Top of Data for review

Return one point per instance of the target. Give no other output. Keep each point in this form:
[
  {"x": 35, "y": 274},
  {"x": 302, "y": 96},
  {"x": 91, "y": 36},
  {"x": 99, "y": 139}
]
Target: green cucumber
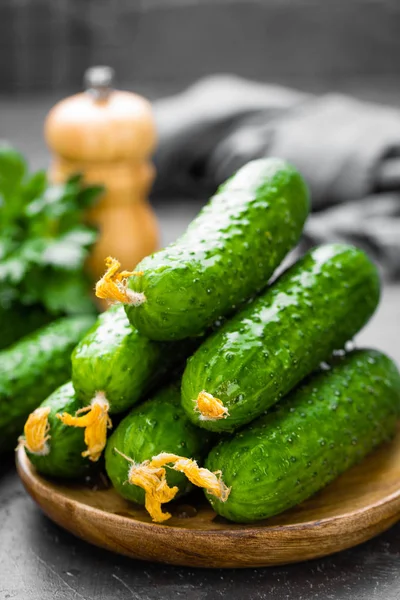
[
  {"x": 227, "y": 254},
  {"x": 115, "y": 359},
  {"x": 18, "y": 320},
  {"x": 61, "y": 454},
  {"x": 32, "y": 368},
  {"x": 159, "y": 425},
  {"x": 321, "y": 429},
  {"x": 264, "y": 351}
]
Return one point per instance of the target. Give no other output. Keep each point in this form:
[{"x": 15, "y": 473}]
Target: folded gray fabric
[{"x": 348, "y": 151}]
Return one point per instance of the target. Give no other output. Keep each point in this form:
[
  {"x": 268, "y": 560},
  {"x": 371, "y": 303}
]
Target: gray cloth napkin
[{"x": 348, "y": 151}]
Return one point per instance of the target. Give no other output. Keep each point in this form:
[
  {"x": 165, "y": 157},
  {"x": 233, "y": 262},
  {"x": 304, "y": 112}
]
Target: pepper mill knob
[{"x": 98, "y": 81}]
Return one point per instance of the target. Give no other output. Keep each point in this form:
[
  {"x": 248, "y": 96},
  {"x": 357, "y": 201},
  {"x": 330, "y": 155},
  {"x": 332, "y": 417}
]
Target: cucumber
[
  {"x": 18, "y": 320},
  {"x": 61, "y": 454},
  {"x": 227, "y": 254},
  {"x": 158, "y": 425},
  {"x": 321, "y": 429},
  {"x": 255, "y": 359},
  {"x": 32, "y": 368},
  {"x": 112, "y": 367},
  {"x": 115, "y": 359}
]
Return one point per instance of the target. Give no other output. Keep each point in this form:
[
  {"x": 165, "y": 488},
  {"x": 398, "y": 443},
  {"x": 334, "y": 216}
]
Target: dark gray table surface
[{"x": 39, "y": 561}]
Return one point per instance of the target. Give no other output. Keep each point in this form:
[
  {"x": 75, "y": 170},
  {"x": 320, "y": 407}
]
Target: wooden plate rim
[{"x": 25, "y": 472}]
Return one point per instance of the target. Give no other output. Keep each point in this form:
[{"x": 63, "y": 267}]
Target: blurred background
[{"x": 158, "y": 47}]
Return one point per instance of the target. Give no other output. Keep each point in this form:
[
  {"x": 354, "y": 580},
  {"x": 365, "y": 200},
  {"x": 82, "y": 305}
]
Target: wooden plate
[{"x": 360, "y": 504}]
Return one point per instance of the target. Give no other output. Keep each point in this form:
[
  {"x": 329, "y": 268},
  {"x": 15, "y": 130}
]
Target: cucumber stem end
[
  {"x": 150, "y": 475},
  {"x": 113, "y": 286},
  {"x": 210, "y": 408},
  {"x": 36, "y": 432},
  {"x": 95, "y": 421}
]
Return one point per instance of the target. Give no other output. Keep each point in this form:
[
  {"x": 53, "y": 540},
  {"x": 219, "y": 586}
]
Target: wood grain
[{"x": 359, "y": 505}]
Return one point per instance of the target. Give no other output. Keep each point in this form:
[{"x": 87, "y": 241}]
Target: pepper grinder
[{"x": 109, "y": 136}]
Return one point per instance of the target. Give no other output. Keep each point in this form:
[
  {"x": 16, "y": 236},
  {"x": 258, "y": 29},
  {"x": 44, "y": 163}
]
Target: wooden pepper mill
[{"x": 109, "y": 136}]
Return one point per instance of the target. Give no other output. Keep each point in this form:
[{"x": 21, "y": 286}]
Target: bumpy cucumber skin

Bottom of Data for review

=== Problem requirements ===
Please repeat every record above exactly, leaving the pictures out.

=== Solution to this task ===
Return one point per instance of the target. Give no other output. Keep each point in this form:
[
  {"x": 35, "y": 274},
  {"x": 302, "y": 96},
  {"x": 91, "y": 36},
  {"x": 99, "y": 139}
]
Target: green cucumber
[
  {"x": 227, "y": 254},
  {"x": 115, "y": 359},
  {"x": 18, "y": 320},
  {"x": 61, "y": 454},
  {"x": 32, "y": 368},
  {"x": 159, "y": 425},
  {"x": 321, "y": 429},
  {"x": 264, "y": 351}
]
Return one point per instance of the target. Give no other output. Keep each point in this form:
[{"x": 15, "y": 473}]
Target: folded gray fabric
[{"x": 348, "y": 151}]
Return one point per instance of the target. Give no other output. Keep each point in this form:
[
  {"x": 268, "y": 560},
  {"x": 371, "y": 303}
]
Target: gray cloth napkin
[{"x": 348, "y": 151}]
Return one point per instance of the target. Give no other output. Keep each point in this form:
[
  {"x": 165, "y": 157},
  {"x": 233, "y": 262},
  {"x": 304, "y": 112}
]
Target: pepper mill knob
[{"x": 98, "y": 81}]
Return one point per instance of the target. Give no other output. Keep each point in this form:
[
  {"x": 248, "y": 96},
  {"x": 357, "y": 201},
  {"x": 330, "y": 155},
  {"x": 332, "y": 417}
]
Target: cucumber
[
  {"x": 18, "y": 320},
  {"x": 61, "y": 454},
  {"x": 227, "y": 254},
  {"x": 158, "y": 425},
  {"x": 321, "y": 429},
  {"x": 255, "y": 359},
  {"x": 32, "y": 368},
  {"x": 112, "y": 367},
  {"x": 115, "y": 359}
]
Return one point per instance of the target. Give no other output. Keep each point in this form:
[
  {"x": 165, "y": 488},
  {"x": 398, "y": 443},
  {"x": 334, "y": 216}
]
Target: dark gray table surface
[{"x": 39, "y": 561}]
Return one point per instance of the target. Give no other output. Keep each point in this form:
[
  {"x": 75, "y": 170},
  {"x": 320, "y": 407}
]
Target: wooden plate rim
[{"x": 25, "y": 472}]
Return one point per instance of the target. Give no other output. Keep each point in this form:
[{"x": 63, "y": 267}]
Target: blurred background
[{"x": 158, "y": 47}]
Return one point per instance of the target. Give no other output. Keep each point in this form:
[
  {"x": 354, "y": 580},
  {"x": 365, "y": 200},
  {"x": 82, "y": 305}
]
Target: wooden plate
[{"x": 360, "y": 504}]
Return one point per instance of the target. Give no other output. Keep each point in this form:
[
  {"x": 329, "y": 268},
  {"x": 15, "y": 130}
]
Target: cucumber stem end
[
  {"x": 150, "y": 475},
  {"x": 113, "y": 286},
  {"x": 210, "y": 408},
  {"x": 36, "y": 432},
  {"x": 95, "y": 421}
]
Return one point per instance of the target. Give no other output. Keep each point in this form:
[
  {"x": 53, "y": 540},
  {"x": 219, "y": 586}
]
Target: wood grain
[{"x": 359, "y": 505}]
Return one point per instance of the target. Give no other output. Keep each point in this form:
[{"x": 87, "y": 241}]
Target: pepper grinder
[{"x": 109, "y": 136}]
Return one point per instance of the target. Give no other output. Keep each point in this form:
[
  {"x": 16, "y": 236},
  {"x": 258, "y": 29},
  {"x": 44, "y": 163}
]
Target: wooden pepper mill
[{"x": 109, "y": 136}]
Return one point per instance of the target. Give no other output. Keep each point in this form:
[{"x": 21, "y": 286}]
Target: bumpy cucumber skin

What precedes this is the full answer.